— begin Reading text —

# Finally a 4WD



## FS552 (Jun 17, 2004)

My wife and I bought a 2000 4WD Suburban and can't wait to hit the beach for some good family fishing fun with our 4 boys.
Anything I should know about Suburbans and the beach?

Thanks...FS.


----------



## Argo (May 21, 2004)

stay on hard sand until you get it lifted a little with wider tires to disperse the weight a little. that is a heavy vehicle for soft sand and skinny tires. you dont want to get that thing stuck while in 4x4 unless you have a buddy vehicle of almost equal size.


----------



## animal (May 20, 2004)

nice one fred ! .... i would take that puppy to ziebart and get it undercoated before u hit the beach... and i would suggest some bf goodrich all terrain tires :smile:


----------



## FS552 (Jun 17, 2004)

About how much higher should it be and how much will it cost to get it lifted.
Right now it has 265/70/16 Michelins Cross Terrain SUV's on it, are those the same as all terrains? Will they work for now? They look brand new and it be kind of hard to convince my wife to buy new tires.

Thanks....Fred.


----------



## gundoctor (May 20, 2004)

Get the metric equivalent of 31X10.50 and you should have no problem. I run a set of those on my 90 suburban and until I started having trouble with the front drive shaft slipping, I never had any problems with soft sand. I also didn't have to lift the truck for that size tires.

— end Reading text —

Work to do:
1. In the forum thread, which tires does FS552 say are currently on the Suburban?
2. Using the forum thread, explain why Argo recommends staying on hard sand for now.
The data after this line comes from a separate source, unrelated to the forum thread.

— begin Information shown —

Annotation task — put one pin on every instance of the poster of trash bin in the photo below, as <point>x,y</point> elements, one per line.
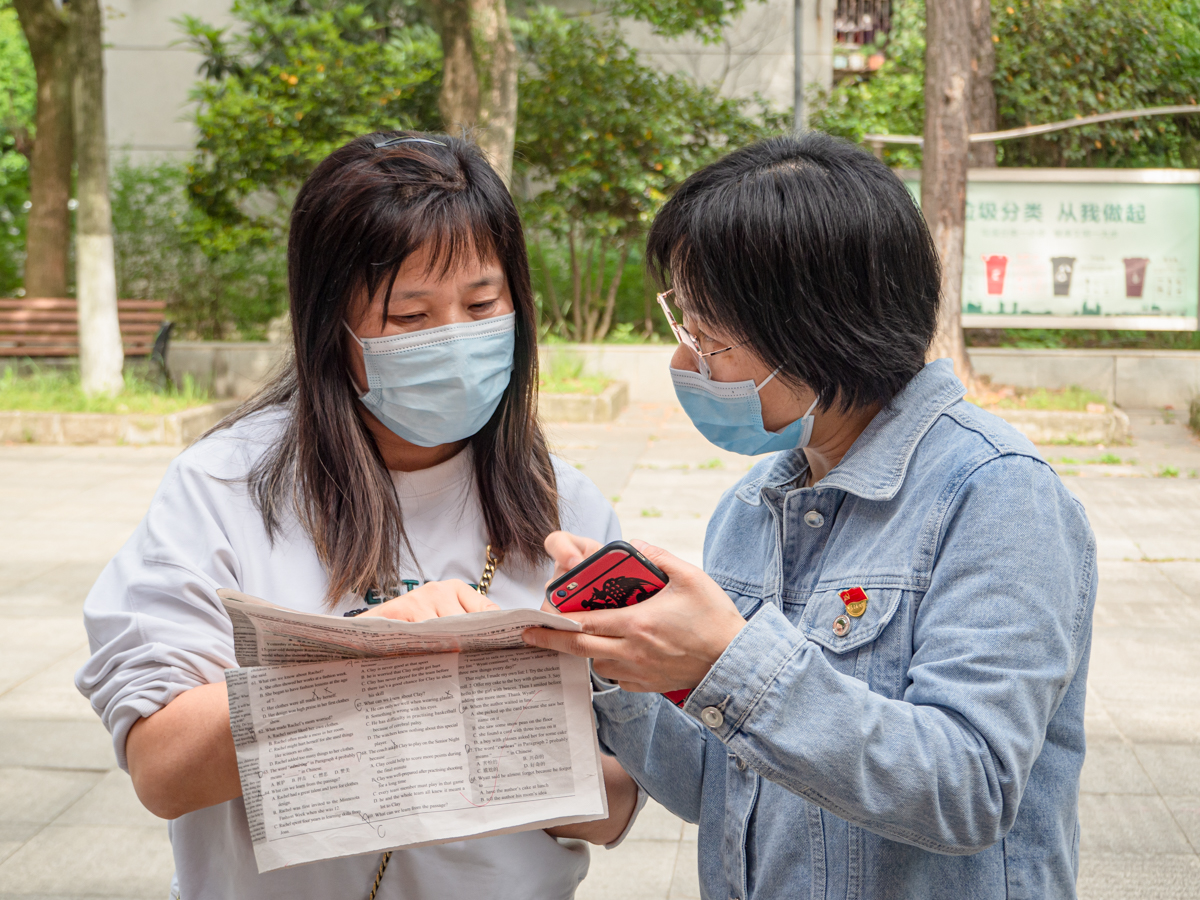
<point>1081,255</point>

— end Information shown —

Worked answers:
1. 265/70/16 Michelin Cross Terrain SUV tires.

2. The Suburban is heavy for soft sand on skinny tires, so it should stay on hard sand until it is lifted with wider tires that spread the weight. Argo warns against getting it stuck in 4x4 without a buddy vehicle of almost equal size.